What is required:
Answer these questions about the text on predicting VGM maps with SE-Attention U-Net:
1. What mean MAE score did SE-Attention U-Net achieve across all the datasets?
2. How many cases in Dataset C showed additional lesion details compared to the ground truth?
3. How many of the three datasets were unseen?

Quoted passage:
___
Table 5 shows the qualitative analysis result of five cases of each dataset that were visually analyzed by the experts. Since it achieved the best mean MAE score of 0.0377 across all the datasets, we selected SE-Attention U-Net as the best network for visual analysis. None of the predictions (0/15) showcased any missing information details. There is also no loss of lesion to background contrast (0/15) for any case in each dataset. Furthermore, all the analyzed predictions (15/15) show that they present the ground truth VGM well. Interestingly, one case in Dataset B (1/5) and three cases in Dataset C (3/5), show additional lesion details in comparison to the ground truth. However, for dataset A, the predicted VGMs do not offer (0/5) any additional lesion details in comparison to the ground truth.

Table 5
www.frontiersin.org

Table 5. Visual inspection result by an expert neuro-radiologist for SE-Attention U-Net predictions compared to ground truth VGM, baseline and, follow-up MRIs.

Visual results are depicted in Figures 4, 5. In Figure 4, it can be seen that for Datasets A and B, the prediction from SE-Attention U-Net is similar to the ground truth, having dark [Dataset A (n = 1)] and bright spots [Dataset B (n = 2)] for changes in lesions in the same regions. For Dataset C, we show an example case for which our prediction offers better detail and more lesion information as compared to the ground truth. However, in this case, the baseline prediction is worse and does not show any lesion details. Interestingly, when we swap the baseline method's preprocessing with our preprocessing approach, the output is more informative and depicts VGM in higher quality (see Figure 5).

4 Discussion

We aimed to develop a generalizable approach to predict VGM maps for the longitudinal assessment of MS patients. Our work builds upon previous research (Schnurr et al., 2020) by addressing the crucial issue of generalizability. Some interesting aspects emerge from this work. The VGM maps help to detect subtle changes in lesions between baseline and follow-up visits. Our approach did calculate VGM maps in a short time and across three different datasets (2/3 unseen datasets) with high accuracy.
___
Image point grounding data:
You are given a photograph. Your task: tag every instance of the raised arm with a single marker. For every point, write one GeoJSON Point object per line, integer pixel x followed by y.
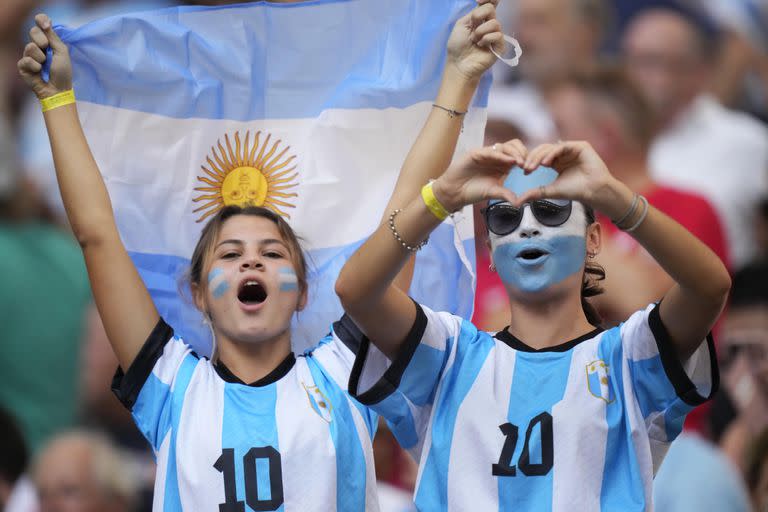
{"type": "Point", "coordinates": [365, 286]}
{"type": "Point", "coordinates": [467, 59]}
{"type": "Point", "coordinates": [125, 306]}
{"type": "Point", "coordinates": [701, 282]}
___
Answer to this task:
1. 0.0377
2. Three (3/5)
3. Two (2/3)